# Document segment:
++++++++++
All students experienced both VP platforms as a part of their clinical rotations within rheumatology. Platform order was determined by clinical rotation scheduling and practical logistics rather than random assignment. Each student served as their own control to minimize between-participant variability. We collected quantitative data using a questionnaire previously developed for VP platform evaluation (measuring authenticity, professional approach, coaching quality, learning effects, and overall judgment) within the context of CR [], combined with additional evaluation items developed by our research team to assess the preference of each VP platform for CR training. The complete questionnaire is provided in Figure S1 in .
Study Design and Setting
The study was conducted at Karolinska Institutet (KI), a major academic medical university in Stockholm, Sweden. Data collection occurred during clinical rotations at the Division of Rheumatology, Karolinska University Hospital, between the spring term of 2024 and the spring term of 2025. The clinical rotations within rheumatology are mandatory for all medical students at KI and take place during the sixth semester of medical studies.
Study Participants
Study participants comprised sixth-semester medical students enrolled in clinical courses at KI in Stockholm, Sweden. All medical students at KI participate in clinical rotations within rheumatology at the Karolinska University Hospital as a part of their curriculum. During these clinical rotations, students participate in an educational activity called “the virtual outpatient clinic,” where students encounter VPs.
We used convenience sampling, recruiting all sixth-semester medical students who completed their clinical rotation within rheumatology during the study period and consented to participate in the study. All students (N=421) were invited to participate by completing a survey after their educational experience with both VP platforms. A total of 178 agreed to participate, yielding a response rate of 42.3%. Students who did not complete the virtual outpatient clinic activity during the study period (eg, due to illness or absence for other reasons) were excluded from the study. Language proficiency was not an additional inclusion or exclusion criterion. However, students with insufficient English proficiency would have been unable to participate; no such cases were encountered. Participation was voluntary, and students provided written informed consent prior to enrolment, with the opportunity to withdraw at any time. Students received no reimbursement for participation.
VP Case Development and Practice
The VP cases had been developed and implemented for the virtual outpatient clinic before the study commenced, following specific recommendations for VP case development. Those included (1) structured case design models with difficulty levels adapted to students’ curriculum, (2) incorporation of CR strategies such as differential diagnostic formulation, and (3) interactive elements in history-taking and physical examination options [,]. All cases were developed in English to also ensure accessibility for international exchange students. A total of 10 cases were developed: 5 cases were presented using SARI and 5 cases using VIC. One case was identical between the 2 platforms, which served the comparison between the 2 VP platforms during the early stages of their development [,]. Students interacted with 5 cases on one platform and 4 on the other, experiencing a total of 9 unique VPs. The unequal distribution of VP cases (5 cases on one platform and 4 cases on the other) was therefore to avoid repetition of the identical case rather than deliberate research design. This resulted in some student groups encountering 5 cases on SARI, and some encountering 5 cases on VIC, with this selection being solely based on scheduling. The cases included representative patient scenarios of rheumatological conditions supporting the students’ learning curriculum, including polymyalgia rheumatica, rheumatoid arthritis, psoriatic arthritis, ankylosing spondylitis, systemic lupus erythematosus, and Sjögren disease. A detailed description of the case development process and the case contents has been described elsewhere [].
++++++++++
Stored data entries

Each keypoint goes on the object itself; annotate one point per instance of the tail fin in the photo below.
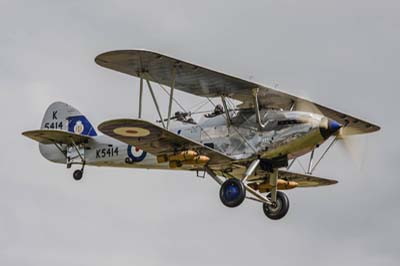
(61, 116)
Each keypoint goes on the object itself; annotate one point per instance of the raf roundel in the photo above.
(132, 132)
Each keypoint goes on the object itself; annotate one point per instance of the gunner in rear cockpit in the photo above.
(217, 111)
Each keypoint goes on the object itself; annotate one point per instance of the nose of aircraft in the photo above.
(328, 127)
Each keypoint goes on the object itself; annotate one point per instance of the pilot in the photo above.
(217, 111)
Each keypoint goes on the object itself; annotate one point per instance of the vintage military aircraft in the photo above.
(248, 147)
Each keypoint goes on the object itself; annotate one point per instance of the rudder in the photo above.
(62, 116)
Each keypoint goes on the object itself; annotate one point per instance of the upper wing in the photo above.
(208, 83)
(48, 136)
(156, 140)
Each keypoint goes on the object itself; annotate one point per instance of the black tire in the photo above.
(232, 192)
(281, 209)
(78, 175)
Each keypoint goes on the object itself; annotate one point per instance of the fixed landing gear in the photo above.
(278, 209)
(232, 192)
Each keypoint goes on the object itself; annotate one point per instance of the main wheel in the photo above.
(232, 192)
(78, 175)
(279, 209)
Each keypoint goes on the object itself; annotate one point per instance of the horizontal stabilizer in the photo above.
(55, 136)
(156, 140)
(304, 180)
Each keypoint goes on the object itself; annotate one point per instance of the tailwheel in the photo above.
(232, 192)
(279, 208)
(78, 174)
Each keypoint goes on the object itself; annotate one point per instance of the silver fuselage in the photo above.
(285, 133)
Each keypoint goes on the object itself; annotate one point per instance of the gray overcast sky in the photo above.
(344, 54)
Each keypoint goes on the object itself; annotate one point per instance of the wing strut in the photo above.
(171, 95)
(140, 97)
(228, 116)
(155, 102)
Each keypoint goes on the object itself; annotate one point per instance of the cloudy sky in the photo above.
(344, 54)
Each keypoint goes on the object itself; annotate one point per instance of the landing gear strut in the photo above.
(78, 174)
(233, 192)
(277, 209)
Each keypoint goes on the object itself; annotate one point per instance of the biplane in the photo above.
(247, 143)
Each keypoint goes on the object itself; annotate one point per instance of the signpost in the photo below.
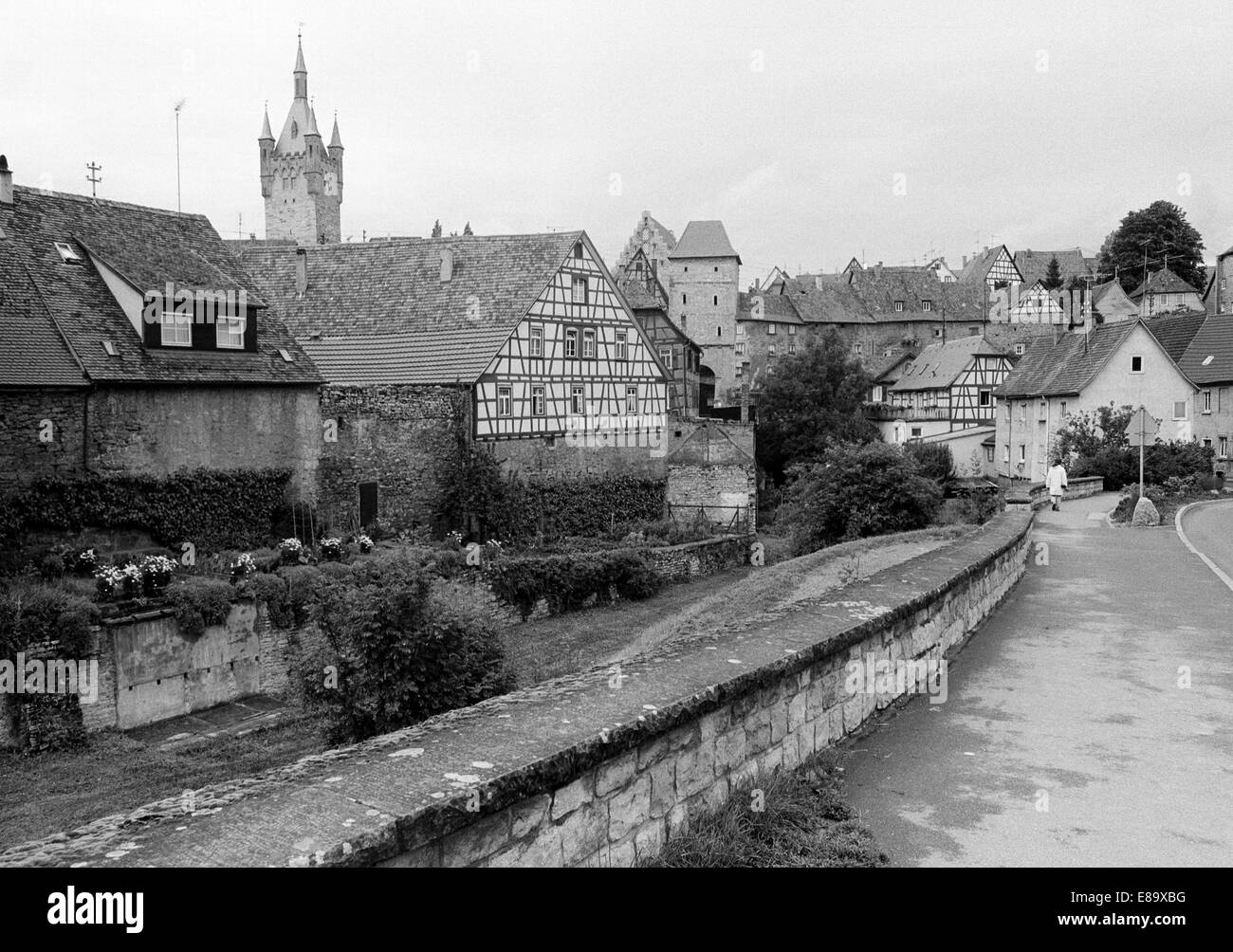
++++++++++
# Task details:
For each statement, say yes or no to whether it agrees with the study description, and quote the words from the study description that decide it. 1. Students were randomly assigned the order in which they used the two VP platforms. 2. Of the 421 students invited, 178 agreed to take part. 3. Students were paid for participating. Rely only on the study description for your answers.

# Output of the exercise:
1. No: "Platform order was determined by clinical rotation scheduling and practical logistics rather than random assignment."
2. Yes: "All students (N=421) were invited to participate" and "A total of 178 agreed to participate, yielding a response rate of 42.3%."
3. No: "Students received no reimbursement for participation."